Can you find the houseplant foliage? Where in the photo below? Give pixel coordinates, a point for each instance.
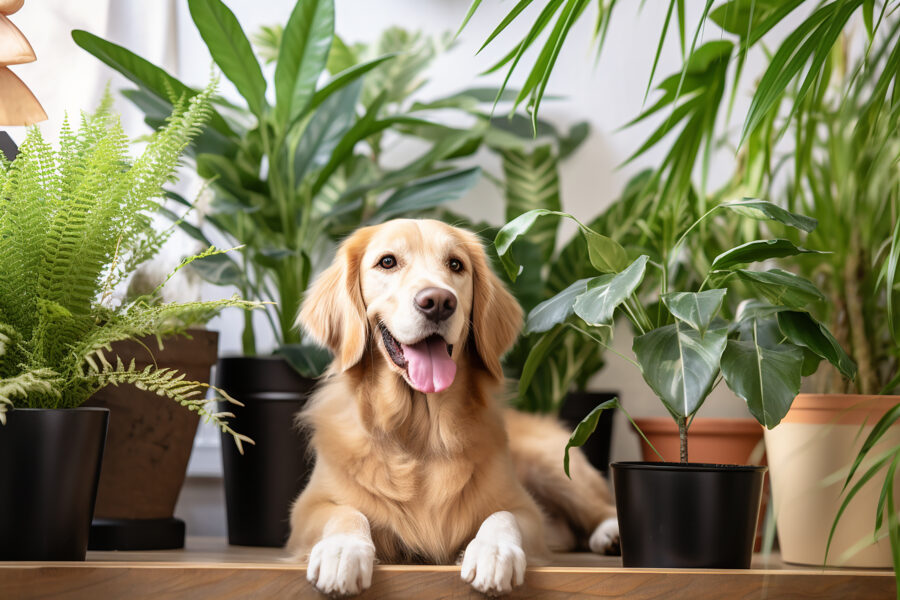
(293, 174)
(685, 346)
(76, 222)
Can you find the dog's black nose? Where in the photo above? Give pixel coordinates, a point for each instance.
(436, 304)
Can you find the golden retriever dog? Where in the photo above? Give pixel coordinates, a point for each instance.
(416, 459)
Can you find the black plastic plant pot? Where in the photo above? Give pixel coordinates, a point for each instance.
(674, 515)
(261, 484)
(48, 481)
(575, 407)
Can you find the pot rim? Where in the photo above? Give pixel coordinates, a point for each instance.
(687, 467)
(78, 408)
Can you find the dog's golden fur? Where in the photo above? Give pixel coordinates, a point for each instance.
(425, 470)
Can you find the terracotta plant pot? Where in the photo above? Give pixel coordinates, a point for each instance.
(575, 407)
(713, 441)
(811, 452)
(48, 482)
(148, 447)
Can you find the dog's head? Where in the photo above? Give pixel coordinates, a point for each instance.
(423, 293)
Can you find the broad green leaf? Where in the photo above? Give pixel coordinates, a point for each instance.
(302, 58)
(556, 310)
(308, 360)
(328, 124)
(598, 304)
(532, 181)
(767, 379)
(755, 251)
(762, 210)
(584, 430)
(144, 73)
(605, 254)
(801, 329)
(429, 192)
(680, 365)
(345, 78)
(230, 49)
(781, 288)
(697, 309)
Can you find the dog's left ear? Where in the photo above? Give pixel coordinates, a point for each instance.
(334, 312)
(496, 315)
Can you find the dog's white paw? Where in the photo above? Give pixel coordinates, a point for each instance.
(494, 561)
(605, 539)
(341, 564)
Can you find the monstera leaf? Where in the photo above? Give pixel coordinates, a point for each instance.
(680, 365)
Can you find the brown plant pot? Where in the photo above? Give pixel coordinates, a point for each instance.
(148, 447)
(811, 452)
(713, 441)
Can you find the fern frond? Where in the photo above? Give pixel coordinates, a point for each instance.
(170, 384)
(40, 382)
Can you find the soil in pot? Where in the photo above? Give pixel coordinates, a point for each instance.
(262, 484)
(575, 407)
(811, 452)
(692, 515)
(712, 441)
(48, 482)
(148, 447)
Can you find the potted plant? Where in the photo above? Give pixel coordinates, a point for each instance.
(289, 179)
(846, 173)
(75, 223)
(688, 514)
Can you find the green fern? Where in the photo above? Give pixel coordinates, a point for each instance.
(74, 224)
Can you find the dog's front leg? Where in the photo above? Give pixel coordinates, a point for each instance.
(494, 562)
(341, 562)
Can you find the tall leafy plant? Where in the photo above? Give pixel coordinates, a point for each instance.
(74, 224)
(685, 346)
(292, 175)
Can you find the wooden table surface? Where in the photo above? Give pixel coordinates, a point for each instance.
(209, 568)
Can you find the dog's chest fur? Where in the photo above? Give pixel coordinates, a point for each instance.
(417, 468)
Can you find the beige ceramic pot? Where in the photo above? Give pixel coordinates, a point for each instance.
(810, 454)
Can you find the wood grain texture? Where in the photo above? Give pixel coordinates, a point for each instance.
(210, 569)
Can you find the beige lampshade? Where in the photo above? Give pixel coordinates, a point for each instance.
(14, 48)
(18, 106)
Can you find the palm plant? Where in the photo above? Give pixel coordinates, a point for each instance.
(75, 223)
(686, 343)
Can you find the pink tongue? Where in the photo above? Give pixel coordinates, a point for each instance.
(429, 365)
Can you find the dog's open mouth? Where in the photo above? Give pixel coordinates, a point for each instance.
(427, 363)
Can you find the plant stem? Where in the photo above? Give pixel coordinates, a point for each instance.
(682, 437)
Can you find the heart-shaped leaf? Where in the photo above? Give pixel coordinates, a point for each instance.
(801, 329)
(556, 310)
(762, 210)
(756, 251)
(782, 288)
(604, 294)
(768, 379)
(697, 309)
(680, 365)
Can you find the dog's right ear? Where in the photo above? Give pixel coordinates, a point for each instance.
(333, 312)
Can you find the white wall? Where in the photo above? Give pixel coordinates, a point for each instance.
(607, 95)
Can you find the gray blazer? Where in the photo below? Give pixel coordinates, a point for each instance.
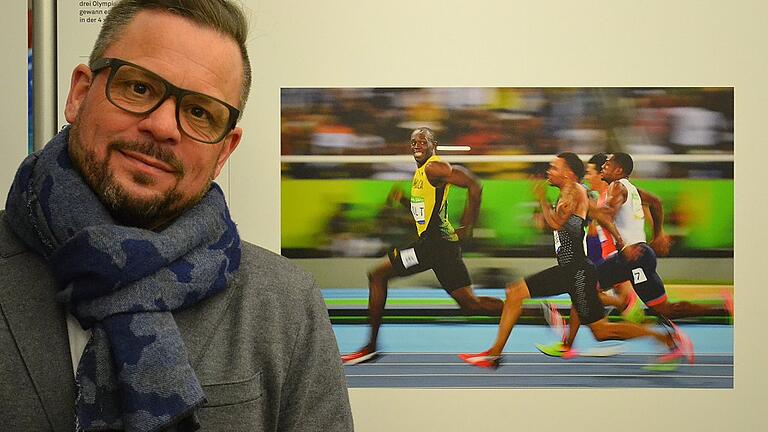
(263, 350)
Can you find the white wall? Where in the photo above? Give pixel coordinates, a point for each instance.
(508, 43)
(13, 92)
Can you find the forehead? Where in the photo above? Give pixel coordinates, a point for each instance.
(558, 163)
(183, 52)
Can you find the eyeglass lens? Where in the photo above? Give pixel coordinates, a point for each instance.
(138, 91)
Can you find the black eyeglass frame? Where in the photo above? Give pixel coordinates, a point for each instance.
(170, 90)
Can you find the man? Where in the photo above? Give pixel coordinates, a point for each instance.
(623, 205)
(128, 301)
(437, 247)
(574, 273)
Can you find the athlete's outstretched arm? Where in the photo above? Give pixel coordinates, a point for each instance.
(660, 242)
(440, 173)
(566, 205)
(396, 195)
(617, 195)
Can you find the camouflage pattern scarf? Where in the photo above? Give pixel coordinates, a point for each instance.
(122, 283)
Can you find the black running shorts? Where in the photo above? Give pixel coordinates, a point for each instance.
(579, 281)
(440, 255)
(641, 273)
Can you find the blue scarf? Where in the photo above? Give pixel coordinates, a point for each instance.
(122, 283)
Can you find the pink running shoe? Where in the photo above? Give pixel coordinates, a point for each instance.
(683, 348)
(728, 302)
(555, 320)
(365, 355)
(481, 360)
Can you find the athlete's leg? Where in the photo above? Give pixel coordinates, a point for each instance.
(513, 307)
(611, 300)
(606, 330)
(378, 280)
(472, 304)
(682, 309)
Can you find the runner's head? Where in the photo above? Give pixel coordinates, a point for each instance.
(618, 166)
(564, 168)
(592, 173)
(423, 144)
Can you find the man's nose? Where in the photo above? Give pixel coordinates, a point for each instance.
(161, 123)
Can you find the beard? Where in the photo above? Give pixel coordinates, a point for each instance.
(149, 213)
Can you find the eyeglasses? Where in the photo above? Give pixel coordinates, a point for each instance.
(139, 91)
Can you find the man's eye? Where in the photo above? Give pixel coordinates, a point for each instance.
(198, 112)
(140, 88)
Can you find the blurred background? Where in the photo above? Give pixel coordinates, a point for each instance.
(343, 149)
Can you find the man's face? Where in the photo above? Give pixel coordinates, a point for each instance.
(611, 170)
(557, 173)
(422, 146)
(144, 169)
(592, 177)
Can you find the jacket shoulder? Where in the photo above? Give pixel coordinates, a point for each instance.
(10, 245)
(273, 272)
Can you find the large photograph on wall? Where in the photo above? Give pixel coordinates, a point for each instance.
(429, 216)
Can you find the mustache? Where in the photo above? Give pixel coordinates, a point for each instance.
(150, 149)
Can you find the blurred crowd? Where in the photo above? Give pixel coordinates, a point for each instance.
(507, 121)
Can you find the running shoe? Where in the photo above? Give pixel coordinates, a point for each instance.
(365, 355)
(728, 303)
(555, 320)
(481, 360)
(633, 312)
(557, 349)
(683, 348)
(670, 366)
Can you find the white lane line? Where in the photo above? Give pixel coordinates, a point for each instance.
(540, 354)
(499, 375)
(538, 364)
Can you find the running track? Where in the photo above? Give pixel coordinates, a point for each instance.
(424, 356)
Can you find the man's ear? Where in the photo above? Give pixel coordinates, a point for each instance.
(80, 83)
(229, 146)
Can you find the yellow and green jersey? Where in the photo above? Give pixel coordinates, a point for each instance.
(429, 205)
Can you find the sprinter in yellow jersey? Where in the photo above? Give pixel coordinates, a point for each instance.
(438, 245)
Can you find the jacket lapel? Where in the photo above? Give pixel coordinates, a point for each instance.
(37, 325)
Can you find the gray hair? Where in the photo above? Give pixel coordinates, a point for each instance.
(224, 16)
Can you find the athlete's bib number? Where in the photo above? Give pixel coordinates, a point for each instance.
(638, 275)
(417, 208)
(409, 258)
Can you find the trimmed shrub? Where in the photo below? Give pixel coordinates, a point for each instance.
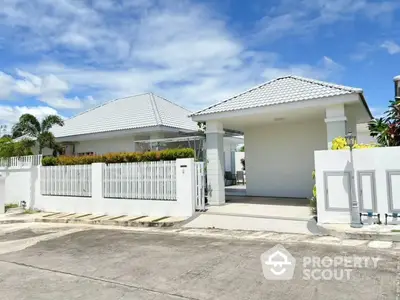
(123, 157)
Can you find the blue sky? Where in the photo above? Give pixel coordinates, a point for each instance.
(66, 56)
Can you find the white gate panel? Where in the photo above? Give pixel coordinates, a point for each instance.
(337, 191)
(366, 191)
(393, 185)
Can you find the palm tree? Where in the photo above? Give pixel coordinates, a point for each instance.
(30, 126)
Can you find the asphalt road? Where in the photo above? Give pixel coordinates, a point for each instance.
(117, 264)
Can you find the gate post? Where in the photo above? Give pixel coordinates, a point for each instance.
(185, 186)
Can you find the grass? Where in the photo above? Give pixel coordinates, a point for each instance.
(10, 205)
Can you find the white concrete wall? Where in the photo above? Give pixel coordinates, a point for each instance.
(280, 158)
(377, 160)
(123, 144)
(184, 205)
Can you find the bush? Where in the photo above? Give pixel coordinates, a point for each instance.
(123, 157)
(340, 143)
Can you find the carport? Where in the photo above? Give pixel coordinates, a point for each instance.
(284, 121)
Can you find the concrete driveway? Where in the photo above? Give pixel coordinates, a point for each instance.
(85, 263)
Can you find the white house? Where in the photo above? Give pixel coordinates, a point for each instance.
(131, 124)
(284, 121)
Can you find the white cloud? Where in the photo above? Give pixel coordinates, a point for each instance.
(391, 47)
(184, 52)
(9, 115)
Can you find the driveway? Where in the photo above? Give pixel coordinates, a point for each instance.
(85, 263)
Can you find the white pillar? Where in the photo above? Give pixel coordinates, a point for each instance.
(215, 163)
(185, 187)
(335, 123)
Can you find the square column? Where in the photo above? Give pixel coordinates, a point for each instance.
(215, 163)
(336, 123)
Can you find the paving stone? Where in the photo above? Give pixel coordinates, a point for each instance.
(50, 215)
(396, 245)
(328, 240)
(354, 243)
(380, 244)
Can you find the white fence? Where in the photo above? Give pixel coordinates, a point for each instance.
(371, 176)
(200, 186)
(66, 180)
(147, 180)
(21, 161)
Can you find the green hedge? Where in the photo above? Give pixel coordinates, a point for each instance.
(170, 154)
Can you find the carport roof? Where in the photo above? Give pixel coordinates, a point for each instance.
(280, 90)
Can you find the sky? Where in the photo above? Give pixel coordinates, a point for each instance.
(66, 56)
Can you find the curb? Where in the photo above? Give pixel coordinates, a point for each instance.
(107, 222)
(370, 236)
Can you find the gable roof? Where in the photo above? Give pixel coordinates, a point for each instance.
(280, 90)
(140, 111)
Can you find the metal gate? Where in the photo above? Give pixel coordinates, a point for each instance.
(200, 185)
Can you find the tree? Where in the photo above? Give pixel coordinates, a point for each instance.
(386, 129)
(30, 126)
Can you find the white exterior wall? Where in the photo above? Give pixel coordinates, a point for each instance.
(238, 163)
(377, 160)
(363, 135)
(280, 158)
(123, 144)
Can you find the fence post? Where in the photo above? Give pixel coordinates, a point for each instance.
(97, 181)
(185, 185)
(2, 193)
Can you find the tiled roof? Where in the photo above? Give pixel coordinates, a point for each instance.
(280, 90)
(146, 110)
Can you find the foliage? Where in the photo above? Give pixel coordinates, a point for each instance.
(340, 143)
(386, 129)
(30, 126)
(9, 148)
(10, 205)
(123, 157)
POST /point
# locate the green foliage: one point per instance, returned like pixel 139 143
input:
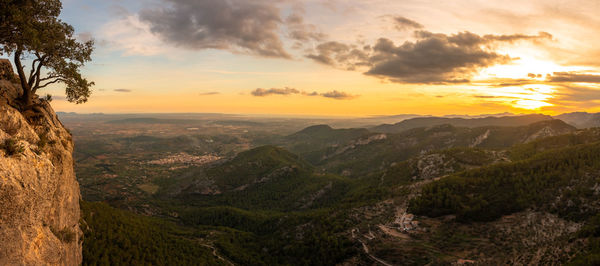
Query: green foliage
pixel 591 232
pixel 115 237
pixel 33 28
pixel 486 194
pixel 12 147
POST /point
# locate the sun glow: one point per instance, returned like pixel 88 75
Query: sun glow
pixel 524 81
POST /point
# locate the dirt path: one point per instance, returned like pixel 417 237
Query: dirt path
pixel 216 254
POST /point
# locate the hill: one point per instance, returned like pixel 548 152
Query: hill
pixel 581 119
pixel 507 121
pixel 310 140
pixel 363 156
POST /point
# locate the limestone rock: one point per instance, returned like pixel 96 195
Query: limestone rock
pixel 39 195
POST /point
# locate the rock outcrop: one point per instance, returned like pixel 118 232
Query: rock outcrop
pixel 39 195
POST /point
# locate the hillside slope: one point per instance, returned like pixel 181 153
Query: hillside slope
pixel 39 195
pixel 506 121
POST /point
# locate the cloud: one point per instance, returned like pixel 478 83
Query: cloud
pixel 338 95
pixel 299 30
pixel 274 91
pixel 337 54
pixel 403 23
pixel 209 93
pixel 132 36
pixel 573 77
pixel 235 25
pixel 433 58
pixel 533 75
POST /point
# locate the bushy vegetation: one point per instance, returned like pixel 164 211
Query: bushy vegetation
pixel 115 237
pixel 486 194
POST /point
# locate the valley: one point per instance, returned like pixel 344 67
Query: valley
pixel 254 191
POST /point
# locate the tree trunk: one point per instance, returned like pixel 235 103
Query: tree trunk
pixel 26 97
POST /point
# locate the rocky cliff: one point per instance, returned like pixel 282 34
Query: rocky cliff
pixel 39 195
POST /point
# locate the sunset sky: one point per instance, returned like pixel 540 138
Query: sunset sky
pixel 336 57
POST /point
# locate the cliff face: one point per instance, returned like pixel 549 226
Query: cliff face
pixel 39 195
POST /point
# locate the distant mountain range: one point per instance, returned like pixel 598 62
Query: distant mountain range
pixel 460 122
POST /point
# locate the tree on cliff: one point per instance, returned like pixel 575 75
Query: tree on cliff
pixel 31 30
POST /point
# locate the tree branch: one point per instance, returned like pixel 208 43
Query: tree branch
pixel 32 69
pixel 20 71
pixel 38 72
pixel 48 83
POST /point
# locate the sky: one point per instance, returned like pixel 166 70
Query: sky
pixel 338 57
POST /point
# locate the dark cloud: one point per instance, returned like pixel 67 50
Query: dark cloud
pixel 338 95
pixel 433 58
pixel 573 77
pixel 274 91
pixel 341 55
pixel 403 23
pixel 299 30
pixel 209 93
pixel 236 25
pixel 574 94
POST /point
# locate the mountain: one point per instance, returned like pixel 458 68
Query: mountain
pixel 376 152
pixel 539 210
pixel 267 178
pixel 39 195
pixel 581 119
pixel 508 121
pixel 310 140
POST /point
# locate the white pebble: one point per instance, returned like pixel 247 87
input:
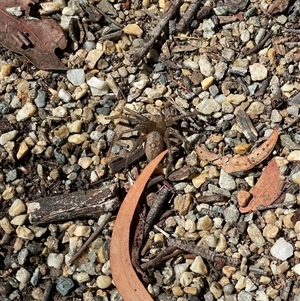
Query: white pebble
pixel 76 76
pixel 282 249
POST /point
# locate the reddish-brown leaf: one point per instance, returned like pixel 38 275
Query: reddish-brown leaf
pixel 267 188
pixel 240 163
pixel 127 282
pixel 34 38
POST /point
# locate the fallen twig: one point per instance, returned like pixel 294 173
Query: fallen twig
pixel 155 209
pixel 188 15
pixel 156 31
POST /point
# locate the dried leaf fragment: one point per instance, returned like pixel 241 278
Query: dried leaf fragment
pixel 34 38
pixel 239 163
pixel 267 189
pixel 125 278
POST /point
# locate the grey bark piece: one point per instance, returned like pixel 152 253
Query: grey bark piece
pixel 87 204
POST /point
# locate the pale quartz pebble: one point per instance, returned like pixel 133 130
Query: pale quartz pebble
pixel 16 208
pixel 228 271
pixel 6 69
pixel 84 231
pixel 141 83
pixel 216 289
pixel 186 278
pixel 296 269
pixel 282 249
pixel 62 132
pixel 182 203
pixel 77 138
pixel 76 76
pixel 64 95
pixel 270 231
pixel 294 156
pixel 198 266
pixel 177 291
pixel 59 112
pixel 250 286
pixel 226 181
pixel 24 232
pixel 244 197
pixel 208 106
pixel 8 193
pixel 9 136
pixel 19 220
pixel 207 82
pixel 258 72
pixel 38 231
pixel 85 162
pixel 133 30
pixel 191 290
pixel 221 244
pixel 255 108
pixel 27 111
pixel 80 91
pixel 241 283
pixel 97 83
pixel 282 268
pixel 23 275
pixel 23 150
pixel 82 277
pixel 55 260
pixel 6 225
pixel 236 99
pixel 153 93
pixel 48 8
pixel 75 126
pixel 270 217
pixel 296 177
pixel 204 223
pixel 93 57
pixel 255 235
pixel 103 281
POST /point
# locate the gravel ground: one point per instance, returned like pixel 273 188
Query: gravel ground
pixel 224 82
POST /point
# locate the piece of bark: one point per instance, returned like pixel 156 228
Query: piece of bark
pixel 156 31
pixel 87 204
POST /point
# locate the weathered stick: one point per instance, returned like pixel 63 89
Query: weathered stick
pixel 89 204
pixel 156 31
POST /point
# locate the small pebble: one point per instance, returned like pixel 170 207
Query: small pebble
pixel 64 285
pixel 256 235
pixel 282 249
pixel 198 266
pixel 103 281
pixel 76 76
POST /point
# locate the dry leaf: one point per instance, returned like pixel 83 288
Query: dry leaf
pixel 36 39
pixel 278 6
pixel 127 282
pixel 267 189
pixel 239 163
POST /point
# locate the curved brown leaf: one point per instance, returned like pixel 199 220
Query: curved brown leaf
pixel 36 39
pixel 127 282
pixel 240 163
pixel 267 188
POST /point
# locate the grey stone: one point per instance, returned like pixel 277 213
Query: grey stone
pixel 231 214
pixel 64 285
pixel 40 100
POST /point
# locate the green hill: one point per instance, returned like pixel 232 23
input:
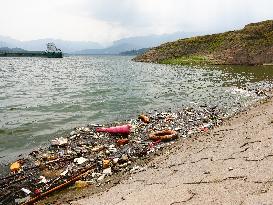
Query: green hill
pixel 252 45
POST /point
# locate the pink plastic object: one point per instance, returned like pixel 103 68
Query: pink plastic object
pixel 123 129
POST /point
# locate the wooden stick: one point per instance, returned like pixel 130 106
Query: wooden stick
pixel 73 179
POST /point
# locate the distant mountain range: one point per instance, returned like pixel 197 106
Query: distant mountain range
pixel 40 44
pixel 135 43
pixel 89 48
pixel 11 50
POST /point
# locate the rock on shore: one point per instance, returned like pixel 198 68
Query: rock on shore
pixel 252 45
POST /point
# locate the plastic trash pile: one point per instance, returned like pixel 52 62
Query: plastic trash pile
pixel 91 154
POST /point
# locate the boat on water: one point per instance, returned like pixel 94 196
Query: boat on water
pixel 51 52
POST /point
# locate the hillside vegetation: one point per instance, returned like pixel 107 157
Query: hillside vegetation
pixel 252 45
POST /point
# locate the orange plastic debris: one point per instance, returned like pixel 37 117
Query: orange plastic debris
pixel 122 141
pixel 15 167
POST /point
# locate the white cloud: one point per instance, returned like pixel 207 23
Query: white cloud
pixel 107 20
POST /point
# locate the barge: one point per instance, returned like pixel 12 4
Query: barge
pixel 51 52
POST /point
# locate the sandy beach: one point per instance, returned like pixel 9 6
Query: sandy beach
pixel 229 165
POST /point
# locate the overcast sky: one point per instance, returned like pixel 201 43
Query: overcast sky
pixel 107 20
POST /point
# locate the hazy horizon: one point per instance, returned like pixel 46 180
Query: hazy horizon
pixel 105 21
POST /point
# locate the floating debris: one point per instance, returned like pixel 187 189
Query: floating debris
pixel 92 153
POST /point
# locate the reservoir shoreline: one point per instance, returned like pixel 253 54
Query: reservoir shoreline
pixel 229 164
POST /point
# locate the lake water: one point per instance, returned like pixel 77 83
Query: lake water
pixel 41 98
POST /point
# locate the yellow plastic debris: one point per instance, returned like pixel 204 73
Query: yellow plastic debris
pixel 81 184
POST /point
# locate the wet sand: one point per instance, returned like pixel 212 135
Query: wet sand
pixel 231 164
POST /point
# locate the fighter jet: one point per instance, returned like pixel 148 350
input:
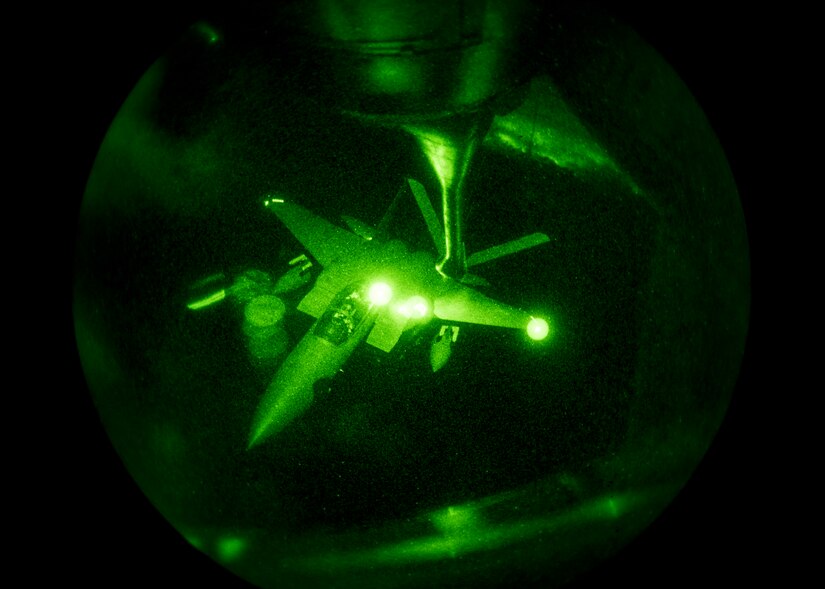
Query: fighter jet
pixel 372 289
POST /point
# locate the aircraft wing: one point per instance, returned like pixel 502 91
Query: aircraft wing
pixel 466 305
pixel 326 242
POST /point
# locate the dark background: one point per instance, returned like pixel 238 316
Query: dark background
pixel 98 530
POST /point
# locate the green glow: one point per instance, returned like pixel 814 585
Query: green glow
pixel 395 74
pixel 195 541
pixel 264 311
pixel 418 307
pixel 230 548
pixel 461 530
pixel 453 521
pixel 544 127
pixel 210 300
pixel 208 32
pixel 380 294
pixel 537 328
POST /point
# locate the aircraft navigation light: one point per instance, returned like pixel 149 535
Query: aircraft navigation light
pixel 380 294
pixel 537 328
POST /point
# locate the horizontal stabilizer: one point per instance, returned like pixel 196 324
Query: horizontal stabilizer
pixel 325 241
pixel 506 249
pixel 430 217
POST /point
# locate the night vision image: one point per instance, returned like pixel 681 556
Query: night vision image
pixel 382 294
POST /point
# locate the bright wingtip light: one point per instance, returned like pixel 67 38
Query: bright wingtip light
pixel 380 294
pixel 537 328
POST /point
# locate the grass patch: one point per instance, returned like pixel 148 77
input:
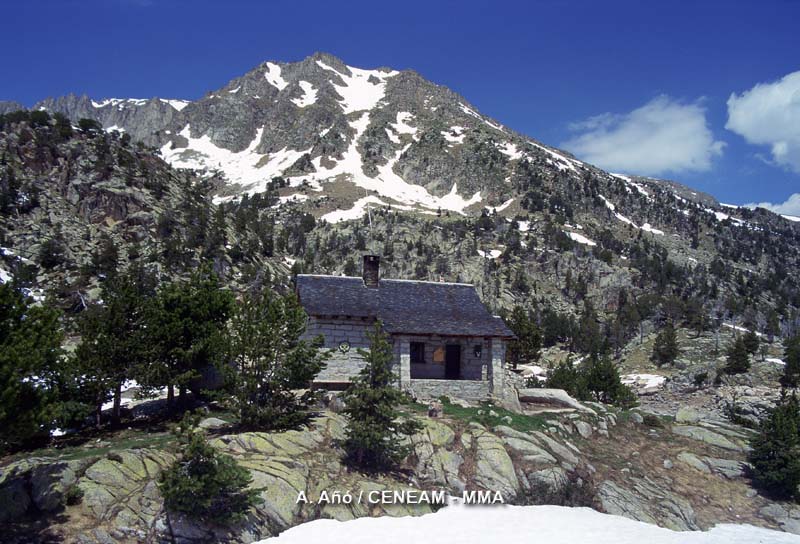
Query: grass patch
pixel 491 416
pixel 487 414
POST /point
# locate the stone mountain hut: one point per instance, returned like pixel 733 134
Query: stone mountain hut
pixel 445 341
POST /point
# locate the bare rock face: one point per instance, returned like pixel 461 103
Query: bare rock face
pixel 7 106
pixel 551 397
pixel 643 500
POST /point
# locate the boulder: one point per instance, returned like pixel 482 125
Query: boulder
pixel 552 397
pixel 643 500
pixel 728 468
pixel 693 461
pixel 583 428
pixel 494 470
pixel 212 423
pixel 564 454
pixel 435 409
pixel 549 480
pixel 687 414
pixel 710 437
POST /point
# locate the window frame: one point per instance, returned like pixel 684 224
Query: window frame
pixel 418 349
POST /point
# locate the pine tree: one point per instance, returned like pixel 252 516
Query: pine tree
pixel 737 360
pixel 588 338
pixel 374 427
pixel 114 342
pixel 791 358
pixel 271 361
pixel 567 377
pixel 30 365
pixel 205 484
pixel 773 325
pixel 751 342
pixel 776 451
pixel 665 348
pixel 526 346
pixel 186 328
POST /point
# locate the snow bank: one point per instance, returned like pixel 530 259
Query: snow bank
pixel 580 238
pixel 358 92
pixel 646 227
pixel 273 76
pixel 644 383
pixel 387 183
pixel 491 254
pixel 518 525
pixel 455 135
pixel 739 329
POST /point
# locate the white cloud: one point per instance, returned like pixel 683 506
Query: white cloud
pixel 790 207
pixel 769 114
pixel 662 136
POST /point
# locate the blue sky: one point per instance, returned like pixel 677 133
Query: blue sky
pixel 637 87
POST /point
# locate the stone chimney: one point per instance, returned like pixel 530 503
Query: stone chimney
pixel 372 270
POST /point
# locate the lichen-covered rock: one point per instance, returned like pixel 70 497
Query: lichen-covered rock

● ● ● ● ● ● ●

*Instructions to follow*.
Some lines in the records may hold "covered"; state how many do, and give no more than that number.

*Response area*.
2